== Текст документа ==

Привлекательный во всех, вроде, отношениях человек. Но… из породы кошек, признающих только то, что желается и хочется в данный момент им. Кошке это люди привыкли прощать. Человеку – нет, или с большим трудом. Я исключение, ибо для меня главное плюсы человека, а не его минусы.
А потому – один из рассказов Сомова в собственной его записи, максимально приближенной к устной речи.
«Надо было сдать мне кандидатский минимум по философии… Такая наука, что ужас! Как это сделать, когда не посещал даже обязательные политзанятия?
Группа соискателей была скомплектована из ведущих инженеров типа руководителей конструкторских групп и бюро и так называемых командиров производства – начальников цехов и т. д.
Для подготовки их к экзамену на завод приезжал преподаватель университета – философ. Выхода нет, – чтобы «натаскаться» придется ходить, записывать лекции и выбирать какие-то точки, вокруг которых можно будет что-то учинить боле или менее связанное. Первая попытка посещения лекции окончилась кривой линией на тетради: уснул через 15 минут. Но запомнил один эпизод. Преподаватель сослался на какой-то авторитет, вроде, на Плеханова, с не очень лестной для последнего характеристикой. Один из соискателей (а это был я, чем удивил Сомова и позволил сохранить в памяти тот случай) заявил, что насколько он знает Плеханова, тот такой глупости сказать не мог. Растерявшийся педагог спросил: «А вы читали Плеханова?». На что получил в ответ: «Кон
ечно, нет». Дошло или нет до бедного педагога, что взрослые производственники далеко не студенты, но то, что он был повергнут в шок – факт. Больше он у нас не появился, пришлось нас учить дальше другому, более осторожному.

== Цель задания ==
Продолжите текст о Сомове и его кандидатском минимуме по философии, начав сразу после последнего приведённого предложения.

== Выдержки из записей ==
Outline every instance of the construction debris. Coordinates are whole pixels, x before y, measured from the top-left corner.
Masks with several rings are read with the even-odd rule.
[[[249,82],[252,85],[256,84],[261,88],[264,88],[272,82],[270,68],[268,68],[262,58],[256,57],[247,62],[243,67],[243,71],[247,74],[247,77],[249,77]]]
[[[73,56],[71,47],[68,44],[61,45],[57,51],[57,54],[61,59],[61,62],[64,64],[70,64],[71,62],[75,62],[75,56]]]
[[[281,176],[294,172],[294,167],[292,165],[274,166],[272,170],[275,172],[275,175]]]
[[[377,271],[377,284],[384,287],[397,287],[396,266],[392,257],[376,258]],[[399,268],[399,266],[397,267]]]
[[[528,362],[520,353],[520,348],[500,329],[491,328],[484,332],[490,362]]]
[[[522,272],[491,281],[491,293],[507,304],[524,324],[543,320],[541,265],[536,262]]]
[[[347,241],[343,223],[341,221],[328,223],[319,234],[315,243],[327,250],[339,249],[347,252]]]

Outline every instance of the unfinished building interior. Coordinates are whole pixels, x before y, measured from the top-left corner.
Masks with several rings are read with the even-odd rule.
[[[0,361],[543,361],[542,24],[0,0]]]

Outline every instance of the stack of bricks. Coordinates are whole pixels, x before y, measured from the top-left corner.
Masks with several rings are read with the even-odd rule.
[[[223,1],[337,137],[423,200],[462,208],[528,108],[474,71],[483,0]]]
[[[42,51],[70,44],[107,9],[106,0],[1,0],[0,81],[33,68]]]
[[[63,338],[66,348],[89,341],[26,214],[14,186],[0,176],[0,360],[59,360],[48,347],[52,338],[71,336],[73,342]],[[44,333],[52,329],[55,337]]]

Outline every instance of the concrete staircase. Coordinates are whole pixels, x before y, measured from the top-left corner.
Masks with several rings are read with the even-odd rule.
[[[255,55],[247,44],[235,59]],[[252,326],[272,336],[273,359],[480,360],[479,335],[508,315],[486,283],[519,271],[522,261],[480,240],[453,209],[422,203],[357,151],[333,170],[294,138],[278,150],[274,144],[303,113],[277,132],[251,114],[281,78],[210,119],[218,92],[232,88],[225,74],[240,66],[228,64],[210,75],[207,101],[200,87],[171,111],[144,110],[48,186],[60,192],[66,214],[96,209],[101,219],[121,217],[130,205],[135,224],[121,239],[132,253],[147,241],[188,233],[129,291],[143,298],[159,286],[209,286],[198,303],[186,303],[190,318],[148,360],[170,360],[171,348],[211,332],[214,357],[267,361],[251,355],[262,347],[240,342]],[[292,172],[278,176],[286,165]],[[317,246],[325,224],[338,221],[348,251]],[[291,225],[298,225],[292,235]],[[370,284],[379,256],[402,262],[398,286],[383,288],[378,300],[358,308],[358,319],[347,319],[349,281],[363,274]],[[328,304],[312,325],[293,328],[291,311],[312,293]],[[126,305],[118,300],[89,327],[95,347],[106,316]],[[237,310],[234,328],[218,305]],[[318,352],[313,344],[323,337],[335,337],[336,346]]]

== Ваш ответ ==
Покончив с лекциями, стал я раскидывать мозгами, как сдать этот дурацкий предмет. С иностранным я разделался вполне честно, т. к. за время полугодичной командировки в ГДР приемщиком оборудования получил минимум нужных по нему знаний, даже лишку. Спецпредмет одолел в ресторане «Большой Урал». С необходимым объемом выпивки, достаточным для советского ученого, справился блестяще. Правда, судьи-то, кто были? – Те, что приезжали и будут приезжать к нам за отзывами на собственные диссертации.
Однако, что же делать с философией? И тут меня осенило!
Нам все время твердили, что, не зная марксистско-ленинской философии, нельзя создавать лучшие в мире машины. Но ведь всеми признано, что мы их создаем, а, следовательно, и владеем названной философией. Надо лишь дождаться экзамена и блеснуть знаниями.
Наступил памятный день. Перед отъездом в университет шеф спросил:
– Ты хоть что-нибудь из философии знаешь?
– Знаю. Маркс взял у Гегеля зерно, а шелуху отбросил.
– Ну, тогда все, – сдашь.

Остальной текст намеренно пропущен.